Entries from an annotation dataset
○ ○ ○

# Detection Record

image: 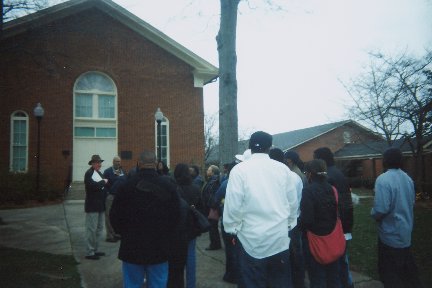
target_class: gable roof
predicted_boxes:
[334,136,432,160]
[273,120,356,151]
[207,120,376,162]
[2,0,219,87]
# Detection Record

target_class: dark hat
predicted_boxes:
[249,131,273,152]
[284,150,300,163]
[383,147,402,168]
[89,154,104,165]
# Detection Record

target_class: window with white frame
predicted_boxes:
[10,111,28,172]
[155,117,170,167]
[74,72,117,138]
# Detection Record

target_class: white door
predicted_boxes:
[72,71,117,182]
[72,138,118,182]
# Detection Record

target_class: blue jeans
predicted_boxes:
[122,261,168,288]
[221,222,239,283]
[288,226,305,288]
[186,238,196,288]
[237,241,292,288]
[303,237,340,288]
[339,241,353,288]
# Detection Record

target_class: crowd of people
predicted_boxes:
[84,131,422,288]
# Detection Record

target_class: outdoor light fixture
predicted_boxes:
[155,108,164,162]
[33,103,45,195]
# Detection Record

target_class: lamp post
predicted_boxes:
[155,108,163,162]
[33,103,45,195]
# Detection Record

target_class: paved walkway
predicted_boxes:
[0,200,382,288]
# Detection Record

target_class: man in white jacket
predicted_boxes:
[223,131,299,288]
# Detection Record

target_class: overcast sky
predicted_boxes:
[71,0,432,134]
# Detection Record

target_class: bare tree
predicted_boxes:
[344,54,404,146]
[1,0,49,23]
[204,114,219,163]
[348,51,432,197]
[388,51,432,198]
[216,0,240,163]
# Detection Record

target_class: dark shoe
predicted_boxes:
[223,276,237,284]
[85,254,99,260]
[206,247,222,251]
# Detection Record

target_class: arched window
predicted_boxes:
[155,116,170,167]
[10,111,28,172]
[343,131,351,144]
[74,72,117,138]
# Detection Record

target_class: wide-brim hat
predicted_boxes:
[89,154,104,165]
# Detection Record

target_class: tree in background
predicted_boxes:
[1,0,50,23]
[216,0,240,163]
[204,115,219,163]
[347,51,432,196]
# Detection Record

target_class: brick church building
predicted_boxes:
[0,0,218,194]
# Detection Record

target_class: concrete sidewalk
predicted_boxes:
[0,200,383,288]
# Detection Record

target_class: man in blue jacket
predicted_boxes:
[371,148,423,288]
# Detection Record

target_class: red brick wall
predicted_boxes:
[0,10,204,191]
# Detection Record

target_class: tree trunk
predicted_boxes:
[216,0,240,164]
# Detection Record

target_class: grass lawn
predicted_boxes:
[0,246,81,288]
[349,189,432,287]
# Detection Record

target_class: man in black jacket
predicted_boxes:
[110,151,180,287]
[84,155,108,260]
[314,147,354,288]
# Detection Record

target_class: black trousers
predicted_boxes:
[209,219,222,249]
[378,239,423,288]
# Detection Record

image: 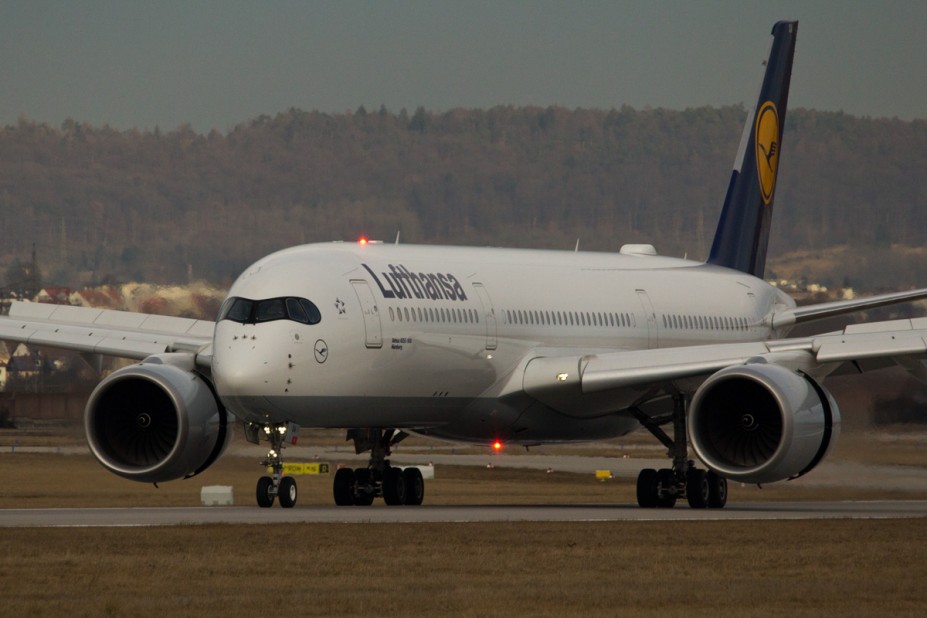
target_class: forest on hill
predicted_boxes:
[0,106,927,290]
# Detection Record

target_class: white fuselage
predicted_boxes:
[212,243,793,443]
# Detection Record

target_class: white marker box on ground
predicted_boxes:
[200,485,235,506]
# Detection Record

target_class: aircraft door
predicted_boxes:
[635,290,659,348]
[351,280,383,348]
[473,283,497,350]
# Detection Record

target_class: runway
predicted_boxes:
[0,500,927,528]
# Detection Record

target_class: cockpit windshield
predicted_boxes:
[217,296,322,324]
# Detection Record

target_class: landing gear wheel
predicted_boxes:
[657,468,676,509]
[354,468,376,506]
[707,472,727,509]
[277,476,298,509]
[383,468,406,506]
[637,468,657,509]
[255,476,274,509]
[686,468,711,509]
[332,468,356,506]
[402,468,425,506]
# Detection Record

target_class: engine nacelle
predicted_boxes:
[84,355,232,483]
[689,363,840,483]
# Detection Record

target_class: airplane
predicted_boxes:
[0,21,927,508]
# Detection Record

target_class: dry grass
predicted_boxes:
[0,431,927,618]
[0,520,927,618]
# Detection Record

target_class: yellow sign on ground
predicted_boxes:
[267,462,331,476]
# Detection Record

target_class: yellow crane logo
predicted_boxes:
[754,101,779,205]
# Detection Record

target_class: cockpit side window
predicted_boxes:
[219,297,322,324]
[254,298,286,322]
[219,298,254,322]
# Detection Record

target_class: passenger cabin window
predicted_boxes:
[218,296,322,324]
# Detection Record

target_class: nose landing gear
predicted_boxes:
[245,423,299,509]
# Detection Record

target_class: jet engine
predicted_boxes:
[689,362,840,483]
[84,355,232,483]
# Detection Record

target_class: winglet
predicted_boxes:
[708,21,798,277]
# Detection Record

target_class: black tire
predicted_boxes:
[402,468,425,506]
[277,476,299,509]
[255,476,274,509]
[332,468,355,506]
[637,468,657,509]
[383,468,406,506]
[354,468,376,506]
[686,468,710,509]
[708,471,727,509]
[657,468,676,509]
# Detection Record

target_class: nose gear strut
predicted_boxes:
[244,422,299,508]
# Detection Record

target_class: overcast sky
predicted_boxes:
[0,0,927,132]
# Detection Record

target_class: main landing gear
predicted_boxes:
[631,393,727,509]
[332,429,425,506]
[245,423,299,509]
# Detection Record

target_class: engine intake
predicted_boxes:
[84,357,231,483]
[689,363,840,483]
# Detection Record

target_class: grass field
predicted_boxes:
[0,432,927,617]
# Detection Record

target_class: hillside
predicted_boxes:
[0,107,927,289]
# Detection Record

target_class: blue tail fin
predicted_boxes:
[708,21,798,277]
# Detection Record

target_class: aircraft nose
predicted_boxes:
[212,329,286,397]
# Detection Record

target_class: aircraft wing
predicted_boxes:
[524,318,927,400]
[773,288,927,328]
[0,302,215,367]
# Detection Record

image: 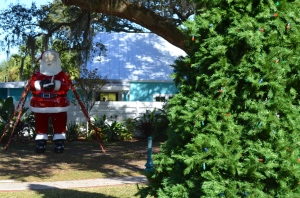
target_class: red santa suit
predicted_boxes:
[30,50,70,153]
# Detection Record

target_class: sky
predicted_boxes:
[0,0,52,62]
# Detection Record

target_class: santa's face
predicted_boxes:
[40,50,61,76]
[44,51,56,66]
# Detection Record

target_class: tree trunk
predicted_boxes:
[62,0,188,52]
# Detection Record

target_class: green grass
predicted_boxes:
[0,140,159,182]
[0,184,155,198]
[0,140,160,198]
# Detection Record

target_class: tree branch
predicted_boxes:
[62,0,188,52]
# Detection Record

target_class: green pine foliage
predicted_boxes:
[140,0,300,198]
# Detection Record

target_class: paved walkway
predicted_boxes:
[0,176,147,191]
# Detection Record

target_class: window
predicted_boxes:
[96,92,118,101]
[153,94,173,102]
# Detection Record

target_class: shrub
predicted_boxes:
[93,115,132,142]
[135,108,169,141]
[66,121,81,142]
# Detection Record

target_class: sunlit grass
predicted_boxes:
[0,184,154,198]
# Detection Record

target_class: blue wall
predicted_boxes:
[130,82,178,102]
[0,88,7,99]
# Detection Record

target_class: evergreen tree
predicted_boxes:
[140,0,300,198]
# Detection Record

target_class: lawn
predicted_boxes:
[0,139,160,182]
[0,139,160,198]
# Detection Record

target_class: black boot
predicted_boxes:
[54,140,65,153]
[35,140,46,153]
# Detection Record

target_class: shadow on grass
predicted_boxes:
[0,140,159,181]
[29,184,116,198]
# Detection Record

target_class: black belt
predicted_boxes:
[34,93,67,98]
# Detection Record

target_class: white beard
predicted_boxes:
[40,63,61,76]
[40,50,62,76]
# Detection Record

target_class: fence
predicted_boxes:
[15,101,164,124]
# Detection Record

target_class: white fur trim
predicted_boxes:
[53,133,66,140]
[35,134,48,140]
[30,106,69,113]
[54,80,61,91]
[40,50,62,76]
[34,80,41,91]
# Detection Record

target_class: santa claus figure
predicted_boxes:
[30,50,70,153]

○ ○ ○

## WHAT THE EXERCISE ASKS
Pull out every line of the rows containing the word "black", matching case exactly.

## WRITTEN ANSWER
target_class: man in black jacket
target_class: black trousers
target_class: black tire
target_class: black boot
target_class: black belt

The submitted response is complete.